▸ **What this task involves**
Quote everything in the records below, from the line containing "Step-by-step: (a) view the image above; (b) identify each dark" down to the end of the records, word for word. Leave the pictures out.

· · · · ·

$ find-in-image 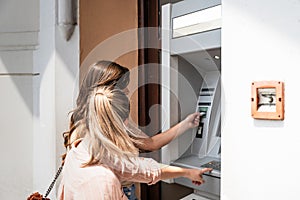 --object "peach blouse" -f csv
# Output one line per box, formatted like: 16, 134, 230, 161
58, 140, 161, 200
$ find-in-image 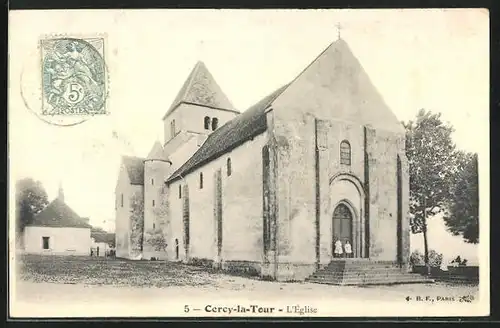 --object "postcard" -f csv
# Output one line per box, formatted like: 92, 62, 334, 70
8, 9, 490, 319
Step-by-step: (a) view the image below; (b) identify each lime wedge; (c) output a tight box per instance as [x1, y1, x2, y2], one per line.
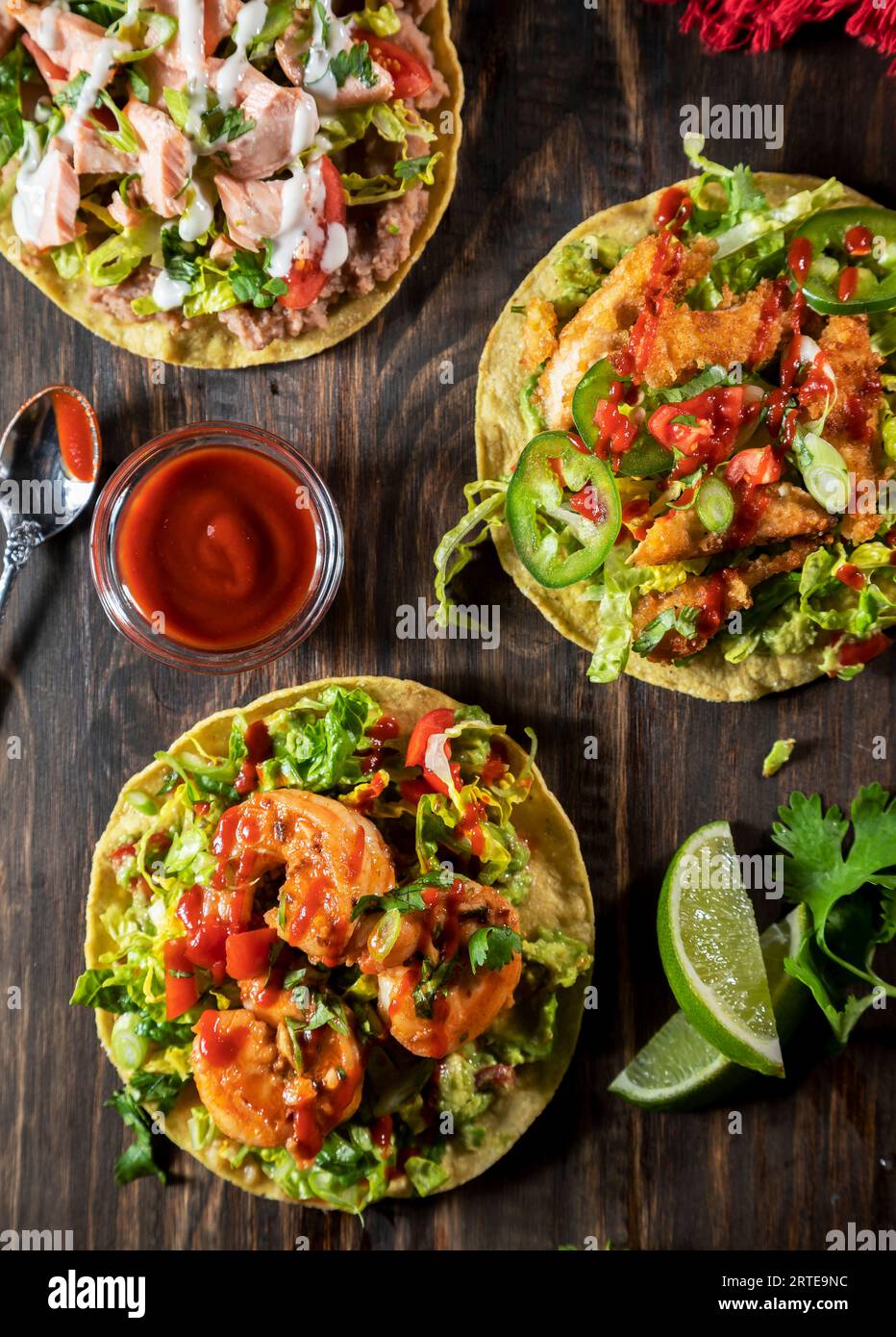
[610, 905, 809, 1110]
[657, 822, 784, 1076]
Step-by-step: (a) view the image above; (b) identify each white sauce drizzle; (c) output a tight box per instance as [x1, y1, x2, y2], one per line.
[178, 181, 215, 242]
[59, 38, 120, 144]
[37, 0, 68, 54]
[270, 164, 326, 278]
[178, 0, 209, 137]
[305, 0, 354, 107]
[289, 89, 320, 158]
[320, 223, 349, 274]
[12, 126, 62, 246]
[215, 0, 267, 111]
[152, 268, 189, 312]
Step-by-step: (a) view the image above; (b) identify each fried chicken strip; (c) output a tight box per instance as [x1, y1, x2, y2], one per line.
[643, 278, 789, 389]
[631, 483, 837, 567]
[538, 233, 715, 431]
[632, 539, 820, 663]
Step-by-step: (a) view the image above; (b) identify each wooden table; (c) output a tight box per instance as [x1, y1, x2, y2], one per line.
[0, 0, 896, 1249]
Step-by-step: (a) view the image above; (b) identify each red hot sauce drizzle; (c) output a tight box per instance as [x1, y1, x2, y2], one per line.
[610, 231, 685, 385]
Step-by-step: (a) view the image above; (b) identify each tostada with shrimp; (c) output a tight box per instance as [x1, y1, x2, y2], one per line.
[436, 137, 896, 700]
[72, 678, 594, 1211]
[0, 0, 463, 367]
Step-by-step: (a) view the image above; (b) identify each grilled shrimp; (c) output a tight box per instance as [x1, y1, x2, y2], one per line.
[213, 789, 395, 967]
[371, 880, 522, 1059]
[192, 1009, 292, 1148]
[277, 1012, 364, 1165]
[192, 976, 364, 1165]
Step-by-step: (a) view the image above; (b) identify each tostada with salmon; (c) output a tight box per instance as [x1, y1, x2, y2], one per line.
[436, 139, 896, 700]
[72, 678, 594, 1211]
[0, 0, 463, 367]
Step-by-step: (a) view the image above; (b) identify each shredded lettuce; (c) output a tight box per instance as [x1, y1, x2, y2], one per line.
[259, 687, 382, 793]
[346, 0, 402, 38]
[87, 215, 162, 288]
[0, 41, 34, 167]
[587, 542, 643, 682]
[685, 135, 842, 310]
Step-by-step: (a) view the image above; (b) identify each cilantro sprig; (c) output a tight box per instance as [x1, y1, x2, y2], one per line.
[467, 923, 522, 974]
[632, 607, 700, 655]
[351, 868, 454, 920]
[772, 785, 896, 1045]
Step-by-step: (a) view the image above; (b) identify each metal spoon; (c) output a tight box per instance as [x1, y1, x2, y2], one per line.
[0, 385, 103, 621]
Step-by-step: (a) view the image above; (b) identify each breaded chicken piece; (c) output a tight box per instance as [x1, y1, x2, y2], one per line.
[631, 483, 837, 567]
[538, 233, 715, 431]
[632, 539, 820, 663]
[810, 315, 892, 542]
[643, 280, 789, 389]
[519, 297, 557, 371]
[632, 569, 753, 663]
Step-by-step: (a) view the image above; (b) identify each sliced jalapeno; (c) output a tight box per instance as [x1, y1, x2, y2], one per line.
[573, 357, 674, 479]
[506, 432, 622, 590]
[787, 205, 896, 315]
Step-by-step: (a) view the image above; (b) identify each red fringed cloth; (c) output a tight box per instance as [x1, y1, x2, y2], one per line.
[648, 0, 896, 75]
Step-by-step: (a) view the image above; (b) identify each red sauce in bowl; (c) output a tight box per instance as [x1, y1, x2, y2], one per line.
[116, 445, 319, 651]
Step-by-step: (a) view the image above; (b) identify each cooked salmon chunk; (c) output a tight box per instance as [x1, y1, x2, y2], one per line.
[215, 172, 285, 250]
[72, 120, 137, 175]
[7, 0, 114, 85]
[124, 97, 192, 218]
[538, 234, 715, 431]
[274, 24, 395, 107]
[211, 62, 319, 181]
[12, 147, 83, 250]
[631, 483, 837, 567]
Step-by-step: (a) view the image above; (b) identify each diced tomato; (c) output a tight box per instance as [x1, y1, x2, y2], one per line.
[234, 757, 258, 795]
[398, 775, 433, 808]
[648, 385, 759, 479]
[725, 445, 784, 487]
[837, 631, 892, 668]
[227, 928, 277, 980]
[834, 562, 865, 590]
[482, 741, 508, 788]
[278, 154, 346, 312]
[367, 716, 401, 744]
[622, 497, 650, 542]
[569, 483, 607, 524]
[405, 709, 460, 795]
[110, 845, 137, 877]
[357, 34, 433, 99]
[405, 707, 454, 766]
[162, 937, 199, 1022]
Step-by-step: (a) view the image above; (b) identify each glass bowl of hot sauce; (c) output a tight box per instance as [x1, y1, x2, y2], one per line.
[90, 422, 344, 672]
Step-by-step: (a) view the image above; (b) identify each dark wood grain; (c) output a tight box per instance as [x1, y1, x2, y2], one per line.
[0, 0, 896, 1249]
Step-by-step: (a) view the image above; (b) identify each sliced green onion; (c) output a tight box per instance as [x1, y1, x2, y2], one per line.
[794, 432, 849, 515]
[694, 474, 734, 534]
[124, 789, 159, 817]
[110, 1012, 150, 1072]
[367, 909, 402, 961]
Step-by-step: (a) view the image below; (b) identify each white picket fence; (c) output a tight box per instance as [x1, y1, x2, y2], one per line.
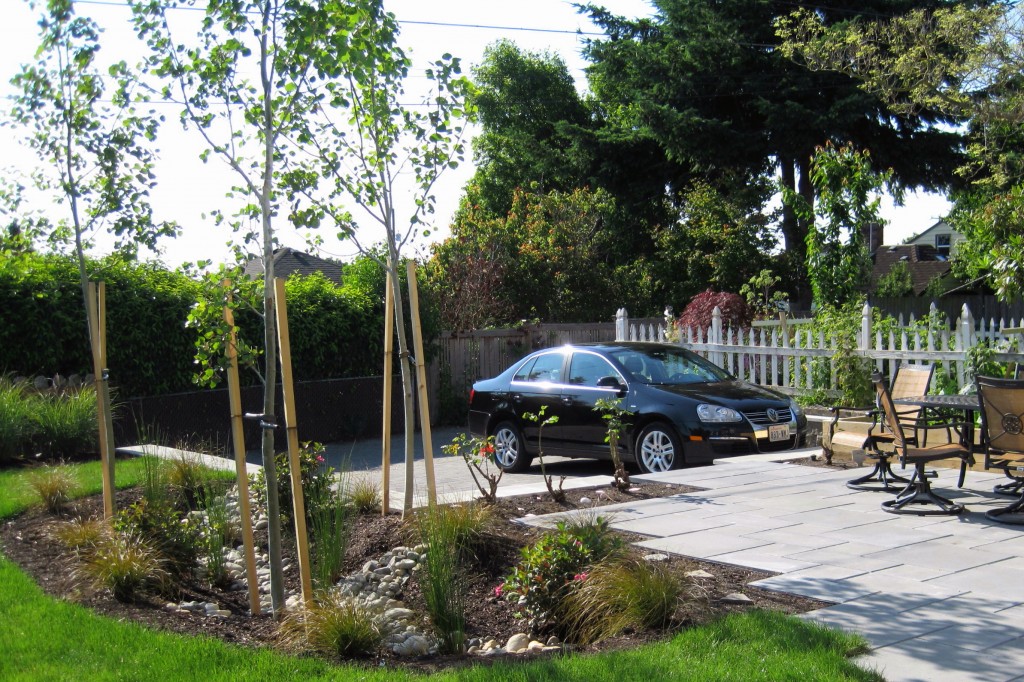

· · · · ·

▸ **Task response**
Step-by-step: (a) view the image above; (b) identify each dark wood grain; (c) output a tight box per instance as [x1, y1, x2, y2], one per line.
[0, 0, 896, 1249]
Step-by-step: (a) view the image above; (b) identify each sliced green onion; (c) output a tight box per instance as [x1, y1, x2, y2], one per line.
[794, 432, 849, 515]
[694, 474, 734, 534]
[124, 789, 159, 817]
[110, 1012, 150, 1072]
[367, 909, 402, 961]
Step-by-step: (a) view the image below; (b) identify each white picket fence; (c) output a tight box per instance as [x1, y1, x2, y2], one per line.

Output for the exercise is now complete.